In the records below, the line containing "task: segment the fringed shawl" marks the start. Copy that line and everything after it exactly, through the last line.

_ _ _

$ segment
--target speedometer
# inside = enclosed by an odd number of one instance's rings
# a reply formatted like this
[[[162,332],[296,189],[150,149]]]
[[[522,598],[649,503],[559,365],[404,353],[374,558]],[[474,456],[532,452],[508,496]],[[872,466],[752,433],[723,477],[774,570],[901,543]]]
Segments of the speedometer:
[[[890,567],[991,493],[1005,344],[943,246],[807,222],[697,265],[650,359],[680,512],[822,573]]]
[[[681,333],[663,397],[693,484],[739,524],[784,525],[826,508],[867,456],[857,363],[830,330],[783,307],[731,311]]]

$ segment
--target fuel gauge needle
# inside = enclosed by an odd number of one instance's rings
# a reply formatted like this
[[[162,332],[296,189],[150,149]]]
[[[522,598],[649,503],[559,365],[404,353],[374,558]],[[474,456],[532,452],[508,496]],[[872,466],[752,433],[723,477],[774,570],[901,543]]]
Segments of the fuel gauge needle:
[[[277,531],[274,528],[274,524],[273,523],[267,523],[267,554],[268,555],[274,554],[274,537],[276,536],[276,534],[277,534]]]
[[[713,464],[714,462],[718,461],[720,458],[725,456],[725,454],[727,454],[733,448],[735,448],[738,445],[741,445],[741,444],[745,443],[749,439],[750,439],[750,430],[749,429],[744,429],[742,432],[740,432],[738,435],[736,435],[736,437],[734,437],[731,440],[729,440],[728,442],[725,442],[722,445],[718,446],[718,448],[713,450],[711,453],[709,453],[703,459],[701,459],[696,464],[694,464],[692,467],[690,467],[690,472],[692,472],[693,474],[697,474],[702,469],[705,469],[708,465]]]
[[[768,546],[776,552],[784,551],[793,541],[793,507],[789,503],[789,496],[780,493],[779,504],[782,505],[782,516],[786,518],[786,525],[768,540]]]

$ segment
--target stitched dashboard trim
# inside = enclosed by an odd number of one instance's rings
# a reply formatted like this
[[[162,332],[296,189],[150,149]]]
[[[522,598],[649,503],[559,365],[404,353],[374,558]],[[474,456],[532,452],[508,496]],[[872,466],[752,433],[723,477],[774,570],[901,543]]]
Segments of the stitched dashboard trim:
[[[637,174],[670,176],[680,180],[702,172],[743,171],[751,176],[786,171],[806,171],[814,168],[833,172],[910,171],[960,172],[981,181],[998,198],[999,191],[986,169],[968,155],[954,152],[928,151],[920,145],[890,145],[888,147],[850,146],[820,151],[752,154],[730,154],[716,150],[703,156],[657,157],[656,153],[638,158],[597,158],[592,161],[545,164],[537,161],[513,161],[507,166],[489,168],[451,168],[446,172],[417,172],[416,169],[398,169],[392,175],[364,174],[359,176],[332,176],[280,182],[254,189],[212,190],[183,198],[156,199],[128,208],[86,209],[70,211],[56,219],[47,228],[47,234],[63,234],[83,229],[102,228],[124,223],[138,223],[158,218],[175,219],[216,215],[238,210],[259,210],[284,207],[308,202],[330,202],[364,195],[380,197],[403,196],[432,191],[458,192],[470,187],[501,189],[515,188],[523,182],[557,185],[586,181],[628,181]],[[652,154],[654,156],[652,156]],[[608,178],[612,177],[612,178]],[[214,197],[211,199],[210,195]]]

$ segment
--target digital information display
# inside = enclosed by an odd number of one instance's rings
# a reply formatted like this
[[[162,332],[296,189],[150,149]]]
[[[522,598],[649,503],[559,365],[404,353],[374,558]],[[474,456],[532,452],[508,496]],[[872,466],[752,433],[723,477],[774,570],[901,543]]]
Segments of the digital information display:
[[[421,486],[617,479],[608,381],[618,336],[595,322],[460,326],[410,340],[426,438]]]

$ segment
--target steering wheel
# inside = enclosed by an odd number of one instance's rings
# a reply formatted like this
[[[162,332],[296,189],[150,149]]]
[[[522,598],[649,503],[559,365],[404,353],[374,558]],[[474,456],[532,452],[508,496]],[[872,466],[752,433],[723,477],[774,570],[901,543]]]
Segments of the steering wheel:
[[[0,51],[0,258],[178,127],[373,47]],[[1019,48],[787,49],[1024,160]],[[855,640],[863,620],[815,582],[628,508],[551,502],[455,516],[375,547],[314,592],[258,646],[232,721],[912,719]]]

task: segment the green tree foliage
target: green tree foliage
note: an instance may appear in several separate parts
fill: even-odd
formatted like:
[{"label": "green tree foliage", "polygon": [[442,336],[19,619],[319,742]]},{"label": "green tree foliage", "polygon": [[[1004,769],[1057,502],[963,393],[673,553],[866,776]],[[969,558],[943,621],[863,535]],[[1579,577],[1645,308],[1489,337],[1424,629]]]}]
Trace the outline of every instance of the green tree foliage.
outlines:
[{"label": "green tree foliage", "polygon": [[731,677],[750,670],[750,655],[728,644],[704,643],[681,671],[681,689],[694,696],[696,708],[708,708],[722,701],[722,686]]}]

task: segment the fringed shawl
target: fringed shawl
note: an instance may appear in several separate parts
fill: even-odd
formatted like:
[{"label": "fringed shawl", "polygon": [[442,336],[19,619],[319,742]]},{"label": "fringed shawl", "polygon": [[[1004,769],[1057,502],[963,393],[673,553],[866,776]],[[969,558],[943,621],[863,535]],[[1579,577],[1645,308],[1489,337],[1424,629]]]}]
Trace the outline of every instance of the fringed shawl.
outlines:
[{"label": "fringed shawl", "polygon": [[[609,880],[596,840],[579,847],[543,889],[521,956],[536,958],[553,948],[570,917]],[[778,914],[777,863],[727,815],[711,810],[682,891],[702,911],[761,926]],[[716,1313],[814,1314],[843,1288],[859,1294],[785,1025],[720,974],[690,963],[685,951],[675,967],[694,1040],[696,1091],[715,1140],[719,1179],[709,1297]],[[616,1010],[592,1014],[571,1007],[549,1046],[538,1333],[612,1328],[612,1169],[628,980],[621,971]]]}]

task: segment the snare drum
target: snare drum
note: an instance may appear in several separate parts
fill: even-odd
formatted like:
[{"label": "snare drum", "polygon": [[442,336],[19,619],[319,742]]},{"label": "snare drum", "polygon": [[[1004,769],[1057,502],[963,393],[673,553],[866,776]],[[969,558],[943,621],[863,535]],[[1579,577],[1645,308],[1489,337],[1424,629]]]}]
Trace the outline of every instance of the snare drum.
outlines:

_ _ _

*Solution:*
task: segment the fringed shawl
target: fringed shawl
note: an instance may appear in several separate parts
fill: even-odd
formatted like:
[{"label": "fringed shawl", "polygon": [[442,336],[19,619],[319,742]]},{"label": "fringed shawl", "polygon": [[[1004,769],[1057,502],[963,393],[673,553],[866,776]],[[969,558],[943,621],[863,535]],[[1579,577],[1645,308],[1489,337],[1424,629]]]}]
Trace the outline of every instance of the fringed shawl.
outlines:
[{"label": "fringed shawl", "polygon": [[[609,880],[596,840],[579,847],[543,889],[521,956],[536,958],[553,948],[570,917]],[[778,914],[777,863],[727,815],[711,810],[682,891],[702,911],[761,926]],[[716,1313],[814,1314],[843,1288],[859,1294],[785,1025],[720,974],[690,963],[685,951],[675,967],[694,1040],[696,1091],[715,1140],[719,1179],[709,1297]],[[616,1010],[592,1014],[571,1007],[549,1046],[538,1333],[612,1328],[612,1169],[628,980],[621,971]]]}]

task: segment the snare drum
target: snare drum
note: an instance may appear in several separate parts
fill: even-odd
formatted like:
[{"label": "snare drum", "polygon": [[442,336],[19,619],[319,742]]},{"label": "snare drum", "polygon": [[[1004,769],[1057,502],[963,393],[673,553],[866,776]],[[969,558],[943,621],[863,535]],[[1579,577],[1645,308],[1489,337],[1424,629]]]}]
Trace the outline of every instance of the snare drum.
outlines:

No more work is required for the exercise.